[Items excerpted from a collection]
* BEGIN *

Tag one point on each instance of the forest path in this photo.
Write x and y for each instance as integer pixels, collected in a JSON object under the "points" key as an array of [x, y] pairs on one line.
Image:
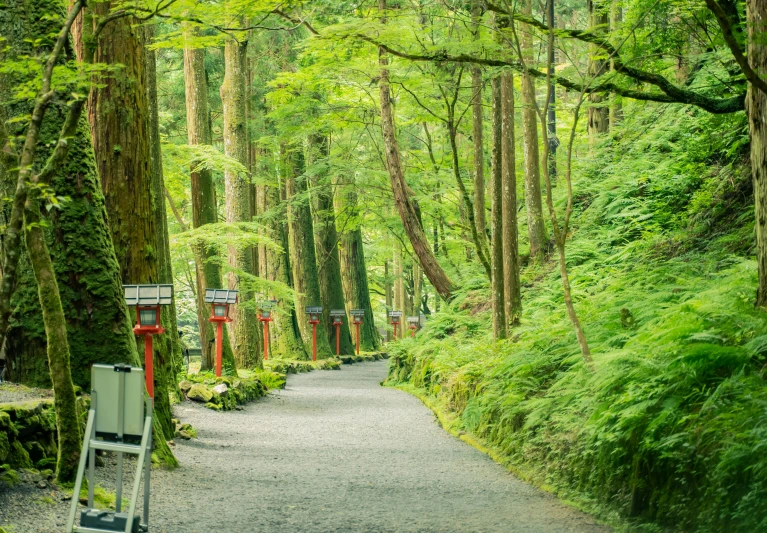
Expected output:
{"points": [[337, 452]]}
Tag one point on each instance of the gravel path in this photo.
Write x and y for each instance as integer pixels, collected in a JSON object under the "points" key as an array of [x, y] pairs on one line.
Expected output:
{"points": [[335, 452]]}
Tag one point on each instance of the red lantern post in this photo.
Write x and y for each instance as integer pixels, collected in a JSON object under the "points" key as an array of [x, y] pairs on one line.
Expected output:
{"points": [[148, 299], [358, 316], [338, 321], [265, 316], [220, 300], [314, 313]]}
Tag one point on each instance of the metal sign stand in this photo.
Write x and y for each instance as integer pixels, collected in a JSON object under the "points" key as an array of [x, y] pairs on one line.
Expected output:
{"points": [[116, 414]]}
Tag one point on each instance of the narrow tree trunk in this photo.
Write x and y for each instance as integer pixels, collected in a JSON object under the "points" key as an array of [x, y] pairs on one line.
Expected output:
{"points": [[439, 280], [204, 209], [479, 149], [598, 110], [303, 259], [169, 359], [499, 311], [326, 244], [244, 331], [533, 201], [67, 420], [756, 107], [616, 105], [511, 289], [286, 340], [552, 118]]}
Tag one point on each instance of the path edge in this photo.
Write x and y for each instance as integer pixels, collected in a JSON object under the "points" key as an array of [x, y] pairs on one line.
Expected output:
{"points": [[449, 422]]}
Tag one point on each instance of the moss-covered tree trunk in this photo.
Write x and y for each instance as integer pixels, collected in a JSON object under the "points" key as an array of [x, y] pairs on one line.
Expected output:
{"points": [[496, 194], [326, 244], [204, 209], [285, 339], [118, 111], [511, 285], [169, 360], [244, 335], [599, 110], [67, 422], [756, 107], [303, 259], [536, 228]]}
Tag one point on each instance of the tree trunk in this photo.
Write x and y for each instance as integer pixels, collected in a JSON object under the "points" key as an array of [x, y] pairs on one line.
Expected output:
{"points": [[598, 110], [353, 268], [479, 149], [552, 118], [67, 420], [756, 107], [511, 289], [499, 306], [533, 201], [303, 260], [204, 209], [616, 105], [118, 111], [439, 280], [326, 244], [169, 359], [244, 331], [286, 340]]}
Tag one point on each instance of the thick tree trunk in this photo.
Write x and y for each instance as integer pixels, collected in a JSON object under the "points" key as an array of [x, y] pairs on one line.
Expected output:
{"points": [[303, 260], [67, 420], [497, 283], [353, 268], [244, 335], [326, 244], [756, 107], [168, 360], [533, 201], [598, 110], [204, 210], [410, 220], [511, 288], [286, 340], [118, 111]]}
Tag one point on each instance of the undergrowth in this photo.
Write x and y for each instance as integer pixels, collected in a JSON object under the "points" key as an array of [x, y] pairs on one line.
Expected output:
{"points": [[669, 431]]}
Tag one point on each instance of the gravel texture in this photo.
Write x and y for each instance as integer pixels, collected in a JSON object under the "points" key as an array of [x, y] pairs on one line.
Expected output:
{"points": [[333, 452]]}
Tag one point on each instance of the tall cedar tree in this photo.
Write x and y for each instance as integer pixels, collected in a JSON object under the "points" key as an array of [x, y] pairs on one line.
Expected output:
{"points": [[244, 332], [204, 209], [326, 243]]}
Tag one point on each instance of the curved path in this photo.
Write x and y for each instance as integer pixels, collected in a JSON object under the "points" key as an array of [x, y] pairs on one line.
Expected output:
{"points": [[336, 452]]}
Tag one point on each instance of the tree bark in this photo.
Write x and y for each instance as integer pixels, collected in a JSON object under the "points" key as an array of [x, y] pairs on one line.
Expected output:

* END *

AIM: Render the lines of the items above as a JSON list of strings, one string per line, leaving out blank lines. Include only the lines starting with the one that contains "Tag one point on each instance of the curved" and going on through the end of the items.

SOLUTION TO THE EXERCISE:
[
  "Tag one point on each instance of the curved path in this photo.",
  "Write x and y for each instance as integer pixels, collected in a JSON object under the \"points\" key as an array of [x, y] pairs on one line.",
  "Expected output:",
  "{\"points\": [[336, 452]]}",
  "Tag one point on each instance of the tree bark in this photo.",
  "Write x and y for each instance as integer pixels, collected in a JSON object under the \"points\" key as an array of [x, y] pairs on one line.",
  "Expected output:"
]